# TEXT PROVIDED
Finally a Tarzan with better, not perfect, cultural overtones.
Taking time this morning with my 4 year old son Mysaac watching Netflix's new original Tarzan and Jane and it's so refreshing to finally see a professional feature presentation that lends credence to the likelihood of a more accurate depiction of this fictional (possibly non-fictional) character based on the geographical area.
Based on the writings of Edgar Rice Burroughs, this Tarzan (name means white skin) and Jane pairs the dreadlocked ape-like man Tarzan with an African American woman and daughter of another white man looking to practice medicine on the West coast of Africa.
Growing up I watched my favorite Tarzan, Johnny Weissmuller, run and fly around the jungle on vines like Marvel's Amazing Spider-Man while all the native Africans tripped and fell all over themselves trying to avoid being eaten by another roaring king of the jungle.
Back then, I didn't really care about the skin color of this urban jungle hero who commanded the attention of wild and ferocious jungle animals to come save the day. I just wanted to be entertained just like any other normal kid.
Funny, thinking back I never really thought much about race until I made my home in Wisconsin. I grew up in East St. Louis where there was a strong black presence, and moved down to Tuskegee, Alabama, where blacks were all I saw, before graduating and heading to Beloit and then Madison, Wisconsin for college to make my home amongst whites. I was actually optimistic about moving up north. I couldn't wait to meet and be around more white folks. That's how green and sheltered I was. I'd probably still be watching old TV episodes right now hollering like I'm Tarzan.

# DATA SECTION
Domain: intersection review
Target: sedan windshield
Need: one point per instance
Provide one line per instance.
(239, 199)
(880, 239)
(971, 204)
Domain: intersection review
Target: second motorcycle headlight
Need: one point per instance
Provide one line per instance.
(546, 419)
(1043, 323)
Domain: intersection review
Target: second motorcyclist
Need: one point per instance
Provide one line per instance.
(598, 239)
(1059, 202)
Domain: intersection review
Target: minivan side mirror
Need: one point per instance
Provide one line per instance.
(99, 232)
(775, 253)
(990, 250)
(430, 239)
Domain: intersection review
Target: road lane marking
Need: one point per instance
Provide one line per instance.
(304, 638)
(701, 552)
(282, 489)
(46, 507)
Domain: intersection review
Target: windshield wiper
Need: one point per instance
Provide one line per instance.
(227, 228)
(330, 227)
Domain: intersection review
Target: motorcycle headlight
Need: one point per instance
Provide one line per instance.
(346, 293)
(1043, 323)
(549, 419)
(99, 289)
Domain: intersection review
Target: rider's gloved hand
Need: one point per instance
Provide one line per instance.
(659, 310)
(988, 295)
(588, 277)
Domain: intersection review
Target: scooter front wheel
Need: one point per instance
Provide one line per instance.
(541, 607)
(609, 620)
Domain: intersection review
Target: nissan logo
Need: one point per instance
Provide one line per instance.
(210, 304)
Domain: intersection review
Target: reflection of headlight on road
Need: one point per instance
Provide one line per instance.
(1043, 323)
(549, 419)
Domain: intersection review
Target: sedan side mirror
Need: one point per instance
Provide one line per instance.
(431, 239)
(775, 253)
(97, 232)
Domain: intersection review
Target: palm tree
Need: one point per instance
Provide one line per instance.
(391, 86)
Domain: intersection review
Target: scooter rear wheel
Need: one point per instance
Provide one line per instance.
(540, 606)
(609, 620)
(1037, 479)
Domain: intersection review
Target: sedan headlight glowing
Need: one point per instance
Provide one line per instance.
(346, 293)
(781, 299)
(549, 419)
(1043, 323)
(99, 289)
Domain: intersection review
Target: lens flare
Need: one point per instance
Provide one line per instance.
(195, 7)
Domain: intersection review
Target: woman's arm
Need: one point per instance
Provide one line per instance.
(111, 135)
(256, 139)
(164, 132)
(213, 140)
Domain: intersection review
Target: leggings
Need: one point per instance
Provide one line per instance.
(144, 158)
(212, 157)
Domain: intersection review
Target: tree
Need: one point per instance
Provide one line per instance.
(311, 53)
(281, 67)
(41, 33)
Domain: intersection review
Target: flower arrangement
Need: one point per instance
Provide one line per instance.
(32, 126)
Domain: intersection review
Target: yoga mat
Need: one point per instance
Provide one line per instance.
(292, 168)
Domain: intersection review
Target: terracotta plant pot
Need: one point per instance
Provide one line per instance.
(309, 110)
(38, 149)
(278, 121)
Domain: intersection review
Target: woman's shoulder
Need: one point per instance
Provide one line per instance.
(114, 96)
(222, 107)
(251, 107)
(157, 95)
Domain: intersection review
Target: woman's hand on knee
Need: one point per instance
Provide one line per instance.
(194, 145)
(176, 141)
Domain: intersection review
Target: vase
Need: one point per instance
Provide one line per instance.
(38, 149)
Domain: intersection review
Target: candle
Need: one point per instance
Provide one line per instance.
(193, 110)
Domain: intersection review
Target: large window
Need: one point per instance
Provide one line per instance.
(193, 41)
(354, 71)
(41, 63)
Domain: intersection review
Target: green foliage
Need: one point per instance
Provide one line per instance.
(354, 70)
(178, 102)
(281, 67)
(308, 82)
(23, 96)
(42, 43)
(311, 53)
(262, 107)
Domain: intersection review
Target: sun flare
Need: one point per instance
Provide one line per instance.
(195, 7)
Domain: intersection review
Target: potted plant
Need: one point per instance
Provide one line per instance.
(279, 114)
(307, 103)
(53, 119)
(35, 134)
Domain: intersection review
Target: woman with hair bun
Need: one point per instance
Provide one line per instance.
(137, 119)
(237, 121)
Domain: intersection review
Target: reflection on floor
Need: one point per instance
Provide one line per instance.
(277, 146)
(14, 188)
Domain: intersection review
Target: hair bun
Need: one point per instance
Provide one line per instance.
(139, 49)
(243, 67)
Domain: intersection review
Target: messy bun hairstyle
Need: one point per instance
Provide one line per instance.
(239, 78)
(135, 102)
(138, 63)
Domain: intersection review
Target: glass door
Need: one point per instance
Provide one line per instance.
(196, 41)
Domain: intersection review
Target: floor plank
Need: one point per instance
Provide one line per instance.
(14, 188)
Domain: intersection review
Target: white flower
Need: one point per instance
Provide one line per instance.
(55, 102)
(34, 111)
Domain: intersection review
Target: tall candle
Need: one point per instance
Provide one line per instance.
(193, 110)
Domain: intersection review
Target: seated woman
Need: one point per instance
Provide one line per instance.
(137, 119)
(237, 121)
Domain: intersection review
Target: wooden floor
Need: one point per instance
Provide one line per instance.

# YOUR TASKS
1. According to the Tarzan piece, why does the writer find Netflix's Tarzan and Jane refreshing?
2. In the Tarzan piece, who does the writer name as their favorite Tarzan growing up?
3. In the Tarzan piece, rewrite the part between "Based on the writings" and "other normal kid.", inclusive, replacing "vines" with "ropes".

# ANSWERS BY ITEM
1. It is a professional feature that makes a more accurate depiction of the character seem likely, given the geographical area where the story takes place.

2. Johnny Weissmuller.

3.
Based on the writings of Edgar Rice Burroughs, this Tarzan (name means white skin) and Jane pairs the dreadlocked ape-like man Tarzan with an African American woman and daughter of another white man looking to practice medicine on the West coast of Africa.
Growing up I watched my favorite Tarzan, Johnny Weissmuller, run and fly around the jungle on ropes like Marvel's Amazing Spider-Man while all the native Africans tripped and fell all over themselves trying to avoid being eaten by another roaring king of the jungle.
Back then, I didn't really care about the skin color of this urban jungle hero who commanded the attention of wild and ferocious jungle animals to come save the day. I just wanted to be entertained just like any other normal kid.